The longest religious hatred 1

We argue against all religious belief. We reiterate that religion is historically and presently the cause of much human suffering. And we declare Islam to be the greatest menace to civilization in our time.

As much as we speak against religion, we speak up for its victims, whether they are religious or not.

We post, with indignation, news of Muslims persecuted by Muslims.

And we post, also with indignation, news of Christians persecuted by Muslims.

A Christian writer, Lela Gilbert, recently wrote this in her book Saturday People, Sunday People*: 

On October 31, 2010 … eight [Muslim] terrorists stormed into the Assyrian Catholic Church of Our Lady of Salvation in Baghdad. … The total death count was 57 … [An American soldier] was close enough that he was able to go in [to the church]  immediately after the massacre… [and took photographs of the victims]. … It was horrifying to see babies in puddles of their own blood. Their mothers were next to them … There were old men, middle-aged women, pretty young girls and little children. And there were the [two] priests. Some of the bodies were intact, some mutilated. … I  never saw those photographs on any media sites; I tried sending them to people but almost nobody responded. … Jillian Becker … a writer on counterterrorism, has a website called The Atheist Conservative. She posted several. Otherwise they never, to my knowledge, appeared.

See our post Holy slaughter, December 20, 2010.

We are happy to have the acknowledgement, and we share Lela Gilbert’s dismay at the unconcern of the Western media and Christian churches over the fate of Christian victims.

Among the victims of religious persecution, the Jews have the most appalling history. Hatred of the Jews is the longest, the most intense, and the most spuriously rationalized. And today antisemitism is as real as “Islamophobia” is phony.

Recently there have been a spate of articles about antisemitism in Britain. Some argue that there is no future for Jews there.

The admirable Douglas Murray writes in the Spectator (UK):

What sort of future is there in Britain for Jews? I would submit that there is a future. But what is becoming increasingly clear is that the price of that future is that Jews will increasingly be expected to distance themselves from Israel. There is a fair amount of evidence from the Jewish community suggesting that this process is already underway. Once it is complete then those ‘good’ anti-Israel Jews will be able to proclaim victory. But the same force that they encouraged to come for their co-religionists will then just as surely come for them. And then where will they hide?

Written instruction 1: Print the passage of the essay on religious hatred between "We argue against" and "Christians persecuted by Muslims.", inclusive.
The essay on religious hatred has no connection to the records that come after it.

Data listing:
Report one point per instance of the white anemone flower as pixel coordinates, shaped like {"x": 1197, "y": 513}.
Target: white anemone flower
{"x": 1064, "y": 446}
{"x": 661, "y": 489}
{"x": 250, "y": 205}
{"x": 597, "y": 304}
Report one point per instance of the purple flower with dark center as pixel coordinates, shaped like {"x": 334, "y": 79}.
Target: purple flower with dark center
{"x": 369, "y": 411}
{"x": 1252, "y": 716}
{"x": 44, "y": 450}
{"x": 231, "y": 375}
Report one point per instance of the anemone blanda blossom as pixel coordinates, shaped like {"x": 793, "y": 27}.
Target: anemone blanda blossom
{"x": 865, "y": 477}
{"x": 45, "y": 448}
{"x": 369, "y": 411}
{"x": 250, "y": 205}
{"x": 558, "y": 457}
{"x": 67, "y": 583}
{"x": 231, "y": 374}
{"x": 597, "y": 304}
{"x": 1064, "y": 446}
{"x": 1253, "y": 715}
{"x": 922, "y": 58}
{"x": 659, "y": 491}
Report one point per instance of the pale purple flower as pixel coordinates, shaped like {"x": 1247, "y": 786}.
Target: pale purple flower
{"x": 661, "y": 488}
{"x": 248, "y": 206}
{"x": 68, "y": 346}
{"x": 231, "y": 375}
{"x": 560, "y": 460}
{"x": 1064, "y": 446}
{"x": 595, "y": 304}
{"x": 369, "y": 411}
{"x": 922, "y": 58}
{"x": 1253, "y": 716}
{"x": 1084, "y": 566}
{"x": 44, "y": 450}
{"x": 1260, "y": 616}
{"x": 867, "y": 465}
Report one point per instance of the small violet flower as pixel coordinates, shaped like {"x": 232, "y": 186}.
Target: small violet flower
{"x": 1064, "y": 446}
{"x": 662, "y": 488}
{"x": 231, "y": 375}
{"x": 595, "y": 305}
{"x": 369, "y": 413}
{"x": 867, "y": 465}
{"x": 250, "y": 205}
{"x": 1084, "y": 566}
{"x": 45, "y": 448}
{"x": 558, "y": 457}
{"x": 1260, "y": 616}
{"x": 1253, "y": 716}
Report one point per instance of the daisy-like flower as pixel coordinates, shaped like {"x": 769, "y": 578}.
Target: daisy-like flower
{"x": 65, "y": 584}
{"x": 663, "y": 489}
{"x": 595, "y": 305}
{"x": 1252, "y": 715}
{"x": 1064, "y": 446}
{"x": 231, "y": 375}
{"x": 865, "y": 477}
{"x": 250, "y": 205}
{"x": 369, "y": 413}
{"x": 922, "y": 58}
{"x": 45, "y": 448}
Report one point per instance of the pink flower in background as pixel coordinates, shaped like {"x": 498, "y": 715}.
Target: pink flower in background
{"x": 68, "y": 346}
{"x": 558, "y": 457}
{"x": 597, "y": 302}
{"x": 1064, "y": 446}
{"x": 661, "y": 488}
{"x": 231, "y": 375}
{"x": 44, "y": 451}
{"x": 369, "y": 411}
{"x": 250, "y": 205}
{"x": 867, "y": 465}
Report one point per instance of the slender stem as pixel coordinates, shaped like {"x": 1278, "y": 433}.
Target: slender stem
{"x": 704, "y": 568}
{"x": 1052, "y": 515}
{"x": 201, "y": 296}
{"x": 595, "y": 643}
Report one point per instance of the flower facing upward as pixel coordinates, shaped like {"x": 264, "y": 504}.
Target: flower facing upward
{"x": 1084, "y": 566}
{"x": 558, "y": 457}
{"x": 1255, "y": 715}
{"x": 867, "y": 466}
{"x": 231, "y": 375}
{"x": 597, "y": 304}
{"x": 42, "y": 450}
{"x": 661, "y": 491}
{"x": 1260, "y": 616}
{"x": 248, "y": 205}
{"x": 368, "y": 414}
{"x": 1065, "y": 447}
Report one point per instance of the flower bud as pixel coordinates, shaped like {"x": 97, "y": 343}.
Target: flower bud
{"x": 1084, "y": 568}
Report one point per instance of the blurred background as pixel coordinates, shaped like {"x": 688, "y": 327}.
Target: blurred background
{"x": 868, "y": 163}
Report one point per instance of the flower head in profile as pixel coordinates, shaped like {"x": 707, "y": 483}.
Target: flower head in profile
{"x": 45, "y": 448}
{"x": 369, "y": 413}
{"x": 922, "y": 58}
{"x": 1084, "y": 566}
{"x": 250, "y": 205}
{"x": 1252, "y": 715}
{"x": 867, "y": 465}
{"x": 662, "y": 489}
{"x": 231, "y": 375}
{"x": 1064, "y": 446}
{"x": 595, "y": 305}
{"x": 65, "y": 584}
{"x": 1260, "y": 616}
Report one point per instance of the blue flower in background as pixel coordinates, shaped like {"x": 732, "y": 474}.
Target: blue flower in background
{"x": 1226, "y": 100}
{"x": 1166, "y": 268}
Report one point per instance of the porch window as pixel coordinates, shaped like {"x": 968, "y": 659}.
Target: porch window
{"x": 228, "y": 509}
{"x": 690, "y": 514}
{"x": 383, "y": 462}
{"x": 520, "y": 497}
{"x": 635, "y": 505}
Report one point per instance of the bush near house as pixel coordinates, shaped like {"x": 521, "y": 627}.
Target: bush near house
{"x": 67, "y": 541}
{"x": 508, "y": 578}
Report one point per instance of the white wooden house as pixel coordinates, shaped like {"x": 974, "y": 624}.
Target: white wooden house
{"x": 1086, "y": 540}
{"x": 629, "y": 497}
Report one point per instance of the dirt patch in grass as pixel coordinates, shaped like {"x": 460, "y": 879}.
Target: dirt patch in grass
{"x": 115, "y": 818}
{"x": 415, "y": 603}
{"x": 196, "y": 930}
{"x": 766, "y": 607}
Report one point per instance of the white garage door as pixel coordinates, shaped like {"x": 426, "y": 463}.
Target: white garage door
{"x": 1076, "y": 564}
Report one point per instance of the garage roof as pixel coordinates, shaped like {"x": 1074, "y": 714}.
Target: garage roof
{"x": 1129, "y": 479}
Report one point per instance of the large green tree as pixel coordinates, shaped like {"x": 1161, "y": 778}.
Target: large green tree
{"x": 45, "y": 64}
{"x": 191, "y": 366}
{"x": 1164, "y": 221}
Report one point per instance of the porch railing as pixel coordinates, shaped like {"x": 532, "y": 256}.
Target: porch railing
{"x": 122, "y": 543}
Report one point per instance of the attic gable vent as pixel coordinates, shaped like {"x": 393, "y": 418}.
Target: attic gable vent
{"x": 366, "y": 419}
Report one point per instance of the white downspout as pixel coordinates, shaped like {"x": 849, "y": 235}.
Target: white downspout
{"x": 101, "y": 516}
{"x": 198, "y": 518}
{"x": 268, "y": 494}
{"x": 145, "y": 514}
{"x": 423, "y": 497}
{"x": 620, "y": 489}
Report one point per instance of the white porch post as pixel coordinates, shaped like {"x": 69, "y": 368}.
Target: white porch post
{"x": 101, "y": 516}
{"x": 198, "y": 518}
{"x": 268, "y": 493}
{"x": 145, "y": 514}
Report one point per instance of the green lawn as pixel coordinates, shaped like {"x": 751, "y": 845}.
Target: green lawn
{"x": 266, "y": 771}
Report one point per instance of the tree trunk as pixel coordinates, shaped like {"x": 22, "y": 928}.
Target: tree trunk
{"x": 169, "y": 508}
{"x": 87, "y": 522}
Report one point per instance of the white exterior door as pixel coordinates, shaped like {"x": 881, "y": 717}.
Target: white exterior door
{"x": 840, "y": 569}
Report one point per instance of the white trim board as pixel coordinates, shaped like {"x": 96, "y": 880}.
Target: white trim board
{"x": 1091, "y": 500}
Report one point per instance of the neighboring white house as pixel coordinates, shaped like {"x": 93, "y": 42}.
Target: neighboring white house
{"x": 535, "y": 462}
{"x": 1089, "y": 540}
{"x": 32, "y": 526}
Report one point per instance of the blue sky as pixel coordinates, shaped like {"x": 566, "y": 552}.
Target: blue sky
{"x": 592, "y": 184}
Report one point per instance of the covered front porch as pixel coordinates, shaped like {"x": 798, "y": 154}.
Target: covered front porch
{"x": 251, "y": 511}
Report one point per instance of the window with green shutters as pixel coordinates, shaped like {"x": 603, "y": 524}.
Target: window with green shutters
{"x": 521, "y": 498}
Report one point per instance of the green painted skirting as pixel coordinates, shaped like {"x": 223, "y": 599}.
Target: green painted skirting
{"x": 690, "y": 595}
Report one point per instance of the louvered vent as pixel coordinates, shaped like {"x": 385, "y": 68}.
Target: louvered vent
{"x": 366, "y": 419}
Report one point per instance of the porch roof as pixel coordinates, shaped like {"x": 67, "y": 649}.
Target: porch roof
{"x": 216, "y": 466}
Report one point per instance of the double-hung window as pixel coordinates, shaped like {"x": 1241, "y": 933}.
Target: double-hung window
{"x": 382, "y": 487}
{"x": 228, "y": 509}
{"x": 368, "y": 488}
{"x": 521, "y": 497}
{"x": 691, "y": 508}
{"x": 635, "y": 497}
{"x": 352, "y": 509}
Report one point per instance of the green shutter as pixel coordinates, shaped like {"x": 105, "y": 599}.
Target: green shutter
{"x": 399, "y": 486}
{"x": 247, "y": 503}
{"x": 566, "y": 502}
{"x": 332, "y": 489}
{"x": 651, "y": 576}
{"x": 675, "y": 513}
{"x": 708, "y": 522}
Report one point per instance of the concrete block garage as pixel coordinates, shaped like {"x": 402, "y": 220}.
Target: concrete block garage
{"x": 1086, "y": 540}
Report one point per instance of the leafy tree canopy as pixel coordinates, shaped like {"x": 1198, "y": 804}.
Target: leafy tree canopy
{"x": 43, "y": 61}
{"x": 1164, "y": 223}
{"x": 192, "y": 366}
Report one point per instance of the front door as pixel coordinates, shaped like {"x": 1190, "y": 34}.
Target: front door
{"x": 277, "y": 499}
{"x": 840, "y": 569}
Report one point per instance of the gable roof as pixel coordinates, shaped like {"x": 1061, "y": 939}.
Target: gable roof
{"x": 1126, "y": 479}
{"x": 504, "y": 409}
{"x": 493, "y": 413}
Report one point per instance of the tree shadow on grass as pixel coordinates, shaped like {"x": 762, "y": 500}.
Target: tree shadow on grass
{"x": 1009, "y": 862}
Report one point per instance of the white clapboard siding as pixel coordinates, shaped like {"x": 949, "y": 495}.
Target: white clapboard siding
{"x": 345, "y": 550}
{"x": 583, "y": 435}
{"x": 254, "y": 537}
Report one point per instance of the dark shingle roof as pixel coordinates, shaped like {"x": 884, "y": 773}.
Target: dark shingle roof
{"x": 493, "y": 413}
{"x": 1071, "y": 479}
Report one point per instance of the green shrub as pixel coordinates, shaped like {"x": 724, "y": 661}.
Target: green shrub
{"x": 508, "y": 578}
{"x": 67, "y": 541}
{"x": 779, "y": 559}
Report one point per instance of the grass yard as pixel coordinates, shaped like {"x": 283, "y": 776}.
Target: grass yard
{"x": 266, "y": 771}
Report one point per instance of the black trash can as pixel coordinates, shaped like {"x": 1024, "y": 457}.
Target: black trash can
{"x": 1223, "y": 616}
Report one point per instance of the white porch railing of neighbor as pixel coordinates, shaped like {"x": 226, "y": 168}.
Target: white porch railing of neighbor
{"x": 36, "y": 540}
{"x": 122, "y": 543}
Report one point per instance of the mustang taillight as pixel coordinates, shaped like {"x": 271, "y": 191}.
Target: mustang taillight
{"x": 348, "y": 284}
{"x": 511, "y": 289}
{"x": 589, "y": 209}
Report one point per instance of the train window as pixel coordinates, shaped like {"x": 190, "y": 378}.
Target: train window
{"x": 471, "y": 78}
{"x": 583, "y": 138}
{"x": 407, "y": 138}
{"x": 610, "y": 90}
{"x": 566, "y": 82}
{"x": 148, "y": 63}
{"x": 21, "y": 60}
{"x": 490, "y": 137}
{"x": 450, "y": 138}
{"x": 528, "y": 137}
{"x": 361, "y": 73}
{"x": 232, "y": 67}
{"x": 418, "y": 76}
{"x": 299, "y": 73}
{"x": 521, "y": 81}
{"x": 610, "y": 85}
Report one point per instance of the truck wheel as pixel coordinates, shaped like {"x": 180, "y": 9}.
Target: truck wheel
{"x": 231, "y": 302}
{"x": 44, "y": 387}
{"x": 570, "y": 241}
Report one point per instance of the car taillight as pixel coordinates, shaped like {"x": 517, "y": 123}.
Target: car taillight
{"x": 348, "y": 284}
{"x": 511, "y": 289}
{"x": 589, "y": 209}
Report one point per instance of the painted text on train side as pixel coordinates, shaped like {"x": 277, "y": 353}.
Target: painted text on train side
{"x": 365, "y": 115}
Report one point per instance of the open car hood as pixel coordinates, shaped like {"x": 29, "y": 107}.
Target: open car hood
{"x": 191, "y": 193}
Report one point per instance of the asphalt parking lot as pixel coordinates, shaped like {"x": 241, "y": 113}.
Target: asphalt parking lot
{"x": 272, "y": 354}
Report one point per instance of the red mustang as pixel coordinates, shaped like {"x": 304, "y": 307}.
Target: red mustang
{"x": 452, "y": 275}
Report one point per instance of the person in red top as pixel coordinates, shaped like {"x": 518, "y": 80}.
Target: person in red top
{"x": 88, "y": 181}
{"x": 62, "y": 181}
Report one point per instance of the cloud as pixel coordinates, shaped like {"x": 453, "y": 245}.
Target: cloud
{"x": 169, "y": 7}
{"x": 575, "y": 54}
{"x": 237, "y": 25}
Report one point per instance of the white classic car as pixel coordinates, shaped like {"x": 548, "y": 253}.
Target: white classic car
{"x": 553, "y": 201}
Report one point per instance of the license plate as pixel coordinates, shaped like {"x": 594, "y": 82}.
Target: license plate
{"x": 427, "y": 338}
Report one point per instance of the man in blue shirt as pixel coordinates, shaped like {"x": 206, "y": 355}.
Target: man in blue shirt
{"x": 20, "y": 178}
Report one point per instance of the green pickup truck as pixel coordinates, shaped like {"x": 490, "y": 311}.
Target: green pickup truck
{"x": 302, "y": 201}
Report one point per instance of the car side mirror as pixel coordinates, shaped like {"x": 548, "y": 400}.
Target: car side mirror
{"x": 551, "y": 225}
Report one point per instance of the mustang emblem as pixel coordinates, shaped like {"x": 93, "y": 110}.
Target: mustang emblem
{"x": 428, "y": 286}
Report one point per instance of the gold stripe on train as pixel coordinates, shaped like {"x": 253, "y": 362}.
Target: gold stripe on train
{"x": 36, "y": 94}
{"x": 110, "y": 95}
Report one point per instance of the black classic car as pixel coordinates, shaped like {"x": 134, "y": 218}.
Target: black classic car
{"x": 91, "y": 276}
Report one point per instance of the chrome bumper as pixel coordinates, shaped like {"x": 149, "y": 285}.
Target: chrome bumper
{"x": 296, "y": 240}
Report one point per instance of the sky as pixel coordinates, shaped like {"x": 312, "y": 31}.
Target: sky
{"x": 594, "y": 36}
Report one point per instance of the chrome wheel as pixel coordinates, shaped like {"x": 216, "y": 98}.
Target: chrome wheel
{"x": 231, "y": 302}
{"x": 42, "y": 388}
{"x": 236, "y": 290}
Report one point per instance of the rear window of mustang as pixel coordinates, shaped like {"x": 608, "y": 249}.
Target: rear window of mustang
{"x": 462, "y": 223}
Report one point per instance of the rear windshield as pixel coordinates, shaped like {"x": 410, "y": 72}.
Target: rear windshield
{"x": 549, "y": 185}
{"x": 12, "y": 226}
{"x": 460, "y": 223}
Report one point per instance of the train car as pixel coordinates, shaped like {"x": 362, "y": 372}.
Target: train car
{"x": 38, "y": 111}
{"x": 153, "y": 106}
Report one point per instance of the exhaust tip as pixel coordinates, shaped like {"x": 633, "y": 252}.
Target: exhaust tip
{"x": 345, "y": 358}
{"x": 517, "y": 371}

Written instruction 2: Find each line in the records that contains the word "trash" and copy those lines out in full.

Exercise solution 1:
We argue against all religious belief. We reiterate that religion is historically and presently the cause of much human suffering. And we declare Islam to be the greatest menace to civilization in our time.

As much as we speak against religion, we speak up for its victims, whether they are religious or not.

We post, with indignation, news of Muslims persecuted by Muslims.

And we post, also with indignation, news of Christians persecuted by Muslims.

Exercise solution 2:
Report one point per instance of the black trash can as pixel coordinates, shaped like {"x": 1024, "y": 457}.
Target: black trash can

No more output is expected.